> [REQUIREMENT]:
In the records below, find the line with "One marker per instance, like [70,23]." and the line with "One marker per instance, like [26,5]."; return exactly those lines and every line between them.

> [RECORDS FOR THE TASK]:
+--

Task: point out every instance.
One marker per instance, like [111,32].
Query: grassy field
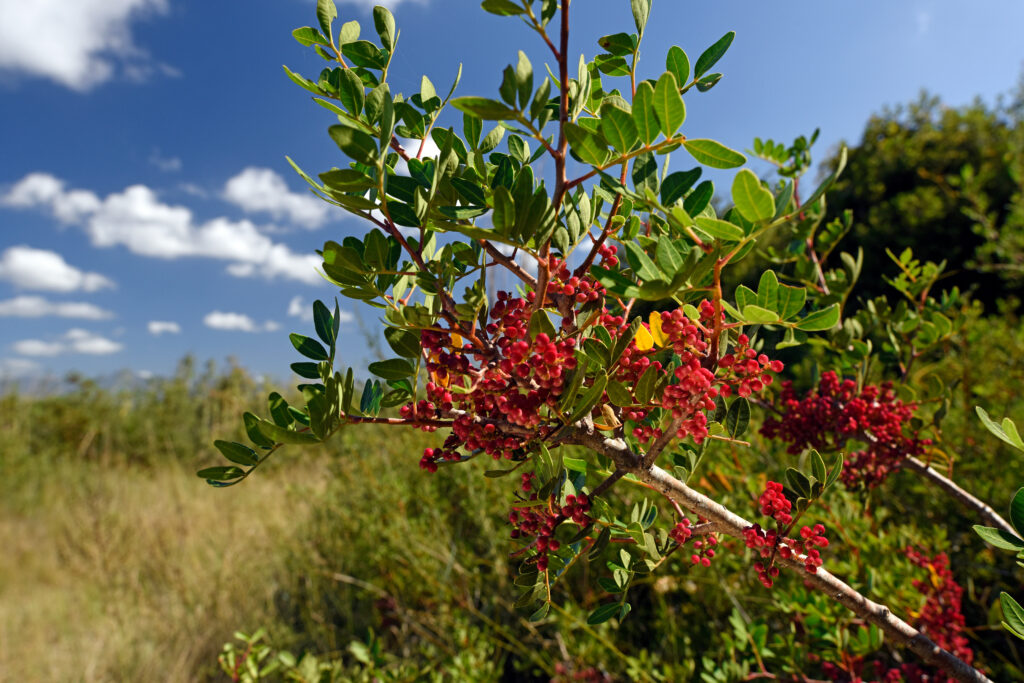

+--

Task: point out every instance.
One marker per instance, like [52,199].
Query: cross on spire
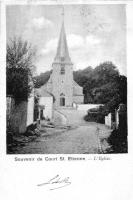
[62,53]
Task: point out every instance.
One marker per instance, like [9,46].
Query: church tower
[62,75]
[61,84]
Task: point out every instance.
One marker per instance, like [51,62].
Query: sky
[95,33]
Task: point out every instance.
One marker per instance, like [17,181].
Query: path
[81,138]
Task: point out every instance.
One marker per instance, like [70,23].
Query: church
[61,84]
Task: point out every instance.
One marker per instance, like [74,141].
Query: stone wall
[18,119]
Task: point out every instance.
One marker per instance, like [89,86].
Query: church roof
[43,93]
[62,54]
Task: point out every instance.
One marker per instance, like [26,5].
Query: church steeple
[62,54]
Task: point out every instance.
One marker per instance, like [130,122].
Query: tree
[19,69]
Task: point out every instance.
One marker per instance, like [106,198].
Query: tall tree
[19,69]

+--

> [RESPONSE BELOW]:
One marker per instance, like [70,23].
Query: church
[61,84]
Task: point out every instance.
One marker per instance, like [74,141].
Query: stone wall
[18,119]
Task: point out every instance.
One marker per instance, like [89,86].
Query: church roof
[43,93]
[62,54]
Task: point out every instance.
One marker per instance, like [26,5].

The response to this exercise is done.